* START Supplied material *

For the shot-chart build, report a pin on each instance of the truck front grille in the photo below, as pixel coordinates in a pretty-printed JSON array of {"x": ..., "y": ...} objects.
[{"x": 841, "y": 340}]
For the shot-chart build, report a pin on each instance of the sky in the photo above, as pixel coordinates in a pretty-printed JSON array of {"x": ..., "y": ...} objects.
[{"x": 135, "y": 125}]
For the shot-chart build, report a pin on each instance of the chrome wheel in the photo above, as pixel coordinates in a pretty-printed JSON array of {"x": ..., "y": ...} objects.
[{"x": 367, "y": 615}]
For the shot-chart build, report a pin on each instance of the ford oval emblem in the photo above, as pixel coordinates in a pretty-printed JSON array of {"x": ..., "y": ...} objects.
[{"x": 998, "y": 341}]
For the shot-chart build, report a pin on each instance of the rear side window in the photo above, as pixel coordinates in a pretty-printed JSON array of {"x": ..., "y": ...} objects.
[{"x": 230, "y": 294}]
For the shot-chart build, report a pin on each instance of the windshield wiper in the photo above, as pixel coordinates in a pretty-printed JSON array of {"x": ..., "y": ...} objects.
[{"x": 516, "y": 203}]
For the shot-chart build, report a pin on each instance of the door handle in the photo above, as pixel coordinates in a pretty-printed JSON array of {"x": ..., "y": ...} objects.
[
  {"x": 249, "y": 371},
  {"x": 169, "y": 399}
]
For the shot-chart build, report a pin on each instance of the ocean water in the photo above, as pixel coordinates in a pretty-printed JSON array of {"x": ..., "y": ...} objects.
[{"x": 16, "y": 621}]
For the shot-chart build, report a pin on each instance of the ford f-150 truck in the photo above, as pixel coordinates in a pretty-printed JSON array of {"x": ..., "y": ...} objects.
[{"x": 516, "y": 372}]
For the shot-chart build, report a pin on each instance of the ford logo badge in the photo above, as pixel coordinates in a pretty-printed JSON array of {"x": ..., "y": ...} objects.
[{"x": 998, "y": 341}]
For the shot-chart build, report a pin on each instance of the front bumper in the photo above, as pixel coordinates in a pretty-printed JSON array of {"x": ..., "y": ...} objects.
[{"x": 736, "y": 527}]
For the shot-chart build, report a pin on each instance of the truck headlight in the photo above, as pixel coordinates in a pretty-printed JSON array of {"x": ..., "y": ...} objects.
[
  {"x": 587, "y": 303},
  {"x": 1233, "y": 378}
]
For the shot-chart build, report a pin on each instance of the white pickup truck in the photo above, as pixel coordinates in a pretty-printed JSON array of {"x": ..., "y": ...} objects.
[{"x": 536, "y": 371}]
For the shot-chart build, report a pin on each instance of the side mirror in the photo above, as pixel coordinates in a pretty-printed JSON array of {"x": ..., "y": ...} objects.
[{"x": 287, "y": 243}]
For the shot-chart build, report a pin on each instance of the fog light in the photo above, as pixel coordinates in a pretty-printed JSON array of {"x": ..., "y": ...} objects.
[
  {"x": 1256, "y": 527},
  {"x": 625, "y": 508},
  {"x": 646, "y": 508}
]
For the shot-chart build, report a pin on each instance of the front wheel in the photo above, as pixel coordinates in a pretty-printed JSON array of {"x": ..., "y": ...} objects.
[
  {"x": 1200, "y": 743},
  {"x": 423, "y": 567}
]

* END Supplied material *

- **Instructions for the task**
Copy every one of the records above word for word, with nothing added, dropped, or changed.

- **Output**
For the shot-chart build, report a pin on each instance of the truck front grille in the photo below, as pixel coordinates in a pretty-printed JSON array of {"x": ..., "y": ...} objects.
[{"x": 841, "y": 340}]
For the shot-chart build, report a pin on each instance of the sky in the photo above, as pixel coordinates in a pretty-printed JSON array of {"x": ..., "y": ...} objects.
[{"x": 135, "y": 125}]
For the shot-chart build, report a pin on each instance of the chrome wheel in the photo above, as pixel coordinates in a pretty-printed JSON array of {"x": ..., "y": ...} objects.
[{"x": 367, "y": 615}]
For the shot-chart build, report a pin on each instance of the ford oval emblem in the photo above, as pixel coordinates in a pretty-printed JSON array of {"x": ..., "y": ...} objects.
[{"x": 998, "y": 341}]
For the shot-chart build, report a pin on each instance of the rear side window in the photo above, as pixel coordinates in a pretty-printed JSON array of {"x": ..., "y": ...} objects.
[{"x": 230, "y": 294}]
For the shot-chart build, report a pin on each instance of the windshield wiper in the photo above, as pixel coordinates in a pretty-printed JSON array of {"x": ..., "y": ...} objects.
[{"x": 516, "y": 203}]
For the shot-chart build, report a pin on each instance of the door handle in the photo above, as pixel coordinates in a pretty-printed JSON array of {"x": ..., "y": ...} objects.
[
  {"x": 249, "y": 371},
  {"x": 169, "y": 399}
]
For the shot-chart build, report a pin on each instance of the ocean water in the photo above, as pixel coordinates in a pretty-printed JSON array of {"x": ..., "y": ...} objects.
[{"x": 16, "y": 621}]
For the shot-chart build, report a pin on each instance of the ford f-150 truck in the photo above, as pixel coordinates in a pretty-printed JSON array of {"x": ..., "y": ...} objects.
[{"x": 516, "y": 372}]
For the shot-chart build, report a pin on each instance of the ford logo badge in the photo above, as pixel coordinates in a pretty-printed JSON array of {"x": ..., "y": ...} objects.
[{"x": 998, "y": 341}]
For the shot-chart build, report a pin on each instance of the front bumper in the photo above, as pixel coordinates in a pretty-printed JSON array of {"x": ..., "y": ...} objects.
[{"x": 736, "y": 527}]
For the shot-chart build, report a pin on each instance of the truck headlight in the photo above, as pixel coordinates in a pretty-printed JSON array of {"x": ..., "y": ...} objects.
[
  {"x": 587, "y": 303},
  {"x": 1233, "y": 378}
]
For the shot-chart build, report a pin on each instance of the white pickup truck in the photo above, as pixel coordinates in a pretty-printed JSON array of {"x": ..., "y": ...} objects.
[{"x": 536, "y": 371}]
For the shot-chart build, report a pin on each instance of the side mirror in the photo above, as pixel coordinates in a pretty-printed JSON array of {"x": ..., "y": ...} objects.
[{"x": 287, "y": 243}]
For the shot-chart build, report a pin on each instance of the fog light in the photo above, as pixel coordinates in a pretty-printed JSON array of {"x": ..., "y": ...} objects.
[
  {"x": 1256, "y": 527},
  {"x": 625, "y": 508},
  {"x": 646, "y": 508}
]
For the shot-chart build, report a pin on each instance of the front wheel in the photo above, as pixel coordinates in a pretty-printed JSON array of {"x": ..., "y": ...} objects.
[
  {"x": 1200, "y": 743},
  {"x": 423, "y": 567}
]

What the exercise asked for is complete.